Input data
^^^^^^^^

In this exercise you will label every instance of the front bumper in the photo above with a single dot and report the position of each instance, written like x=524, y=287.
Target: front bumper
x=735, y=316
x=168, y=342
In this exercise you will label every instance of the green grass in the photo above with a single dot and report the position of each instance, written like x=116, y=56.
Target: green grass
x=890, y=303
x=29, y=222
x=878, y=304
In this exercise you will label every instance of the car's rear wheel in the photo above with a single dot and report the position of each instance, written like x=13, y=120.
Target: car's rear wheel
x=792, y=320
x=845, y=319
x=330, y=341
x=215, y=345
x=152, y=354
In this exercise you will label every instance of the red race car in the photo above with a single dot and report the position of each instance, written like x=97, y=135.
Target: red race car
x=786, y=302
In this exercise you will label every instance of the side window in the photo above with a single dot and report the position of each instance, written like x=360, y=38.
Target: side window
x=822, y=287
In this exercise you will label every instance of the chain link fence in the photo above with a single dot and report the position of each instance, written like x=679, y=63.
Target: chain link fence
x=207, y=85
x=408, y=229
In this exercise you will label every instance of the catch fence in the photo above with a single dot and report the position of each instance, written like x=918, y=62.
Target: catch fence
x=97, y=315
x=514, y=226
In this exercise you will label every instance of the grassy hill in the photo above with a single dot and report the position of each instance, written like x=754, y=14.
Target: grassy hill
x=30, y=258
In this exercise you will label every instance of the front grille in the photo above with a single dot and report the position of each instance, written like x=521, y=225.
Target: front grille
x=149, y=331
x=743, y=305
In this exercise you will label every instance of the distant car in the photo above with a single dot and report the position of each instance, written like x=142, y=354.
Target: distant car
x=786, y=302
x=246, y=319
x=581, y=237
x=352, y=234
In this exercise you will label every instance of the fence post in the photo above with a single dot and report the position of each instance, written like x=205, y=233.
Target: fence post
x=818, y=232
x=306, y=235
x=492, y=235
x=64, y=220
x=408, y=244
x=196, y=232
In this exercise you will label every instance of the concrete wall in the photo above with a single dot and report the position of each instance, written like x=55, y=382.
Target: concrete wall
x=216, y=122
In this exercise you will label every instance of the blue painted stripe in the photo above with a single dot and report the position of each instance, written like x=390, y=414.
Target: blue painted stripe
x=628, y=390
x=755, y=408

^^^^^^^^

Written instruction
Render the entire listing above as a numbered list, leaving out any blank lines.

The response
1. In this exercise you will label every instance of the front bumper in the photo above with a single dot and report the position of each instance, written like x=524, y=287.
2. Target: front bumper
3. x=735, y=316
4. x=168, y=342
5. In this exercise you will label every instance of the green grass in the photo above with a single dot and report the position of each instance, written like x=116, y=56.
6. Target: green grass
7. x=890, y=303
8. x=29, y=222
9. x=878, y=304
10. In this exercise you will label every instance of the car's rear wheel in the photo above with a single dot and report the position of each instance, written like x=13, y=120.
11. Target: car's rear wheel
12. x=792, y=320
13. x=845, y=319
14. x=330, y=341
15. x=215, y=345
16. x=152, y=354
17. In this exercise you will label every instance of the red race car in the photo above with a single dot and report the position of each instance, written like x=97, y=135.
18. Target: red race car
19. x=786, y=302
20. In this exercise you will label every instance of the side window in the photo above with a single dot and report the position of each instance, written like x=360, y=38.
21. Target: side window
22. x=822, y=287
23. In this exercise you will label every instance of the chain link fence in the photo above with a single dot and report the position of each instance, written like x=679, y=63.
24. Target: chain link fence
25. x=207, y=85
26. x=408, y=229
27. In this exercise you will label every instance of the catch fence in the photo above with a single dot and report the position of each instance, written like x=918, y=62.
28. Target: catch fence
29. x=97, y=315
30. x=514, y=226
31. In this exercise you will label every instance of the grassy hill in the photo above with a single dot and report the position of each instance, written like x=754, y=14.
32. Target: grassy hill
33. x=30, y=258
34. In this exercise you will label every instance of the front grille in the photo above with a single dot and report the position of each instance, written like x=521, y=225.
35. Target: front grille
36. x=149, y=331
37. x=743, y=305
38. In this exercise you will label every instance of the distant car in the photo above with a single dot and report the position of each instance, written like x=142, y=354.
39. Target: distant car
40. x=786, y=302
41. x=246, y=319
42. x=581, y=237
43. x=352, y=234
44. In this exercise you will label every instance of the fence post in the photo above with a single dot and report the position of each instance, written like x=205, y=233.
45. Target: fence post
46. x=818, y=232
47. x=306, y=235
48. x=492, y=235
49. x=64, y=220
50. x=408, y=244
51. x=196, y=232
52. In this exercise you will label every instance of the concrete wall in the photo above with a single dot and report the position of each instance, written like x=55, y=382.
53. Target: concrete wall
54. x=216, y=122
55. In this exercise you will label every instance of the blue painted stripe in the photo above with a single dot and report the position of each instance, written like x=390, y=414.
56. Target: blue painted stripe
57. x=628, y=390
58. x=755, y=408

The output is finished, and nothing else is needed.